--- START The input ---

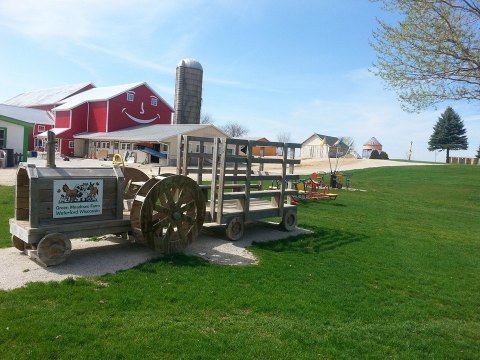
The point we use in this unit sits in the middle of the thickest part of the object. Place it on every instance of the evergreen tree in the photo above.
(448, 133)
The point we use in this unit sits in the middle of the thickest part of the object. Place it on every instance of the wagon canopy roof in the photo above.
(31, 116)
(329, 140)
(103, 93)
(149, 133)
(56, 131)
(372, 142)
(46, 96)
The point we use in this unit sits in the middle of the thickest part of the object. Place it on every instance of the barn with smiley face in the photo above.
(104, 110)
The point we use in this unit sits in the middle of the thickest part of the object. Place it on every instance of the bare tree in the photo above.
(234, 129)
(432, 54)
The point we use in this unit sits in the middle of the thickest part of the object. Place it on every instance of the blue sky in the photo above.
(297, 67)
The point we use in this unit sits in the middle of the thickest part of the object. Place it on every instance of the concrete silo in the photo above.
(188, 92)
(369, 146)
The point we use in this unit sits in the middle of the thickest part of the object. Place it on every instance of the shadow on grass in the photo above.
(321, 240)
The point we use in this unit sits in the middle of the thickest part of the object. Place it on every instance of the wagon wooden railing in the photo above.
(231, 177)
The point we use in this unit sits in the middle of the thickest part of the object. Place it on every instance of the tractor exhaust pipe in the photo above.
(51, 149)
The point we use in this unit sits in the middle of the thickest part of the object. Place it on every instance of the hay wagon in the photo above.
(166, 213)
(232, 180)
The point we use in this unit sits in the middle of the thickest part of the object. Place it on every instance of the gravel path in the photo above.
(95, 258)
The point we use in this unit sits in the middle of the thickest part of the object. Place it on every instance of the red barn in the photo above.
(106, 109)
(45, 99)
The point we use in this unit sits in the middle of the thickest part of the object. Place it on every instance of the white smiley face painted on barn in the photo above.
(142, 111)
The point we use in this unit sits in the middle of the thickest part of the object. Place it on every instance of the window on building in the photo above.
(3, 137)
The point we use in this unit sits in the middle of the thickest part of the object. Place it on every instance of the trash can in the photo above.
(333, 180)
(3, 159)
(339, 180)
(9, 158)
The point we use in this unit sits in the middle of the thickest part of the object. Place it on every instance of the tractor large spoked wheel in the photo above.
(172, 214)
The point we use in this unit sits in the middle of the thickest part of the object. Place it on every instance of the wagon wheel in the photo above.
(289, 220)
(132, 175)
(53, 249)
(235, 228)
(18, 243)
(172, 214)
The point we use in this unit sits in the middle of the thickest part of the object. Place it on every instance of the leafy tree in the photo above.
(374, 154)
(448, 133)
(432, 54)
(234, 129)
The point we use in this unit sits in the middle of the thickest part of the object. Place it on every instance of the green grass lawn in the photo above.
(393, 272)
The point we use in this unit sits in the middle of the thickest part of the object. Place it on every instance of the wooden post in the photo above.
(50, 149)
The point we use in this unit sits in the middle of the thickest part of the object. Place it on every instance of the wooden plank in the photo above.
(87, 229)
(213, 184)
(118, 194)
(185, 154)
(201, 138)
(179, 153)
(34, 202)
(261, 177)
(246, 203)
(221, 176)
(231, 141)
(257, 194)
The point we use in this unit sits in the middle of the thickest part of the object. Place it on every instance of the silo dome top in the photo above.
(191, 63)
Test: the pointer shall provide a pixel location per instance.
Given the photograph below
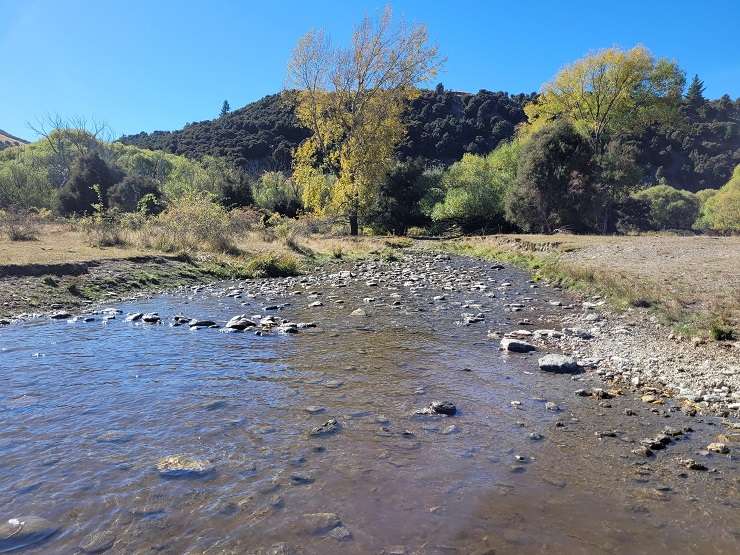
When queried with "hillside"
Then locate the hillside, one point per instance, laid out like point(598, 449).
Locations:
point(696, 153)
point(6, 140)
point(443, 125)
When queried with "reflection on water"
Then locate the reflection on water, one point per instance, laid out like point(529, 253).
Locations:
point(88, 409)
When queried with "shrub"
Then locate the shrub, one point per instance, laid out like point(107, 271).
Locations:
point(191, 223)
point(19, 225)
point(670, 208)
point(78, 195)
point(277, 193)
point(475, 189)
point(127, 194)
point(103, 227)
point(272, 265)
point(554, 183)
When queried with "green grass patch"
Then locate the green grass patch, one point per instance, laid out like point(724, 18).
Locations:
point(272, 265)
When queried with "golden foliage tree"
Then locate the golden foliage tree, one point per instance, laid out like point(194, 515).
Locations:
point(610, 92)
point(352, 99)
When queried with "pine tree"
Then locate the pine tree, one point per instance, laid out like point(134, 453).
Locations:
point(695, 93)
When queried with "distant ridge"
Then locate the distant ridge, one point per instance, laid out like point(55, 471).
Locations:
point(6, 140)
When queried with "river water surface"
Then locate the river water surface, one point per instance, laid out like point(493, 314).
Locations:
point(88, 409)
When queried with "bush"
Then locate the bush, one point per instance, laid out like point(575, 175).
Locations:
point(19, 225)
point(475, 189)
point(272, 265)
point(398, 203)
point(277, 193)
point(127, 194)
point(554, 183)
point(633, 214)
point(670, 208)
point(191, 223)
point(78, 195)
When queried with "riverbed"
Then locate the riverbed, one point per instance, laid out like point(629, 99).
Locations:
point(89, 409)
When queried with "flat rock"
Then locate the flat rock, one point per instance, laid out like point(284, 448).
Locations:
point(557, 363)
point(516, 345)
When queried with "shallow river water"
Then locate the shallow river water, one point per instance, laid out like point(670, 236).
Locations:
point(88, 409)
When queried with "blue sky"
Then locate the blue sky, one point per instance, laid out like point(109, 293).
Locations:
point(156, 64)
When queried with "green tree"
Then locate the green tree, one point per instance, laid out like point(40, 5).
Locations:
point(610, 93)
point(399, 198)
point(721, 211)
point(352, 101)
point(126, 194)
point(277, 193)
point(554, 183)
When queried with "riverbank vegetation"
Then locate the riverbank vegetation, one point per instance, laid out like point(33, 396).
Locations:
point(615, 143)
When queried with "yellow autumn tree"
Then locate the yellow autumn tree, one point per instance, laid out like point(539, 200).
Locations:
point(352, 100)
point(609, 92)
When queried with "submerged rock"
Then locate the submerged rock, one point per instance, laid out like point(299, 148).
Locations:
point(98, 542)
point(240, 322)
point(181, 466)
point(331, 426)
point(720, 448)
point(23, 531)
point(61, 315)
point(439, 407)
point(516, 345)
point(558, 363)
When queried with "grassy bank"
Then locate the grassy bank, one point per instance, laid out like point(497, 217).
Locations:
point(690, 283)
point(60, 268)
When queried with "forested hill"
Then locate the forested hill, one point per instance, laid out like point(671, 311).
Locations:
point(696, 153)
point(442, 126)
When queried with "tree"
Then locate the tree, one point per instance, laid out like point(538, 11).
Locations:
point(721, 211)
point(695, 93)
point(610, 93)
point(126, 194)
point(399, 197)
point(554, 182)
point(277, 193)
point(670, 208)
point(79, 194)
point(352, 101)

--- END The input ---

**What is expected:**
Find every line in the rows above that contains the string "riverbank" and copy each of those lines in full. Treat the match as case-sensitive.

**Response to the task:**
When queried with "riverbank vegetation"
Then locate the riverbank vegetation, one point per instance, laid out like point(33, 396).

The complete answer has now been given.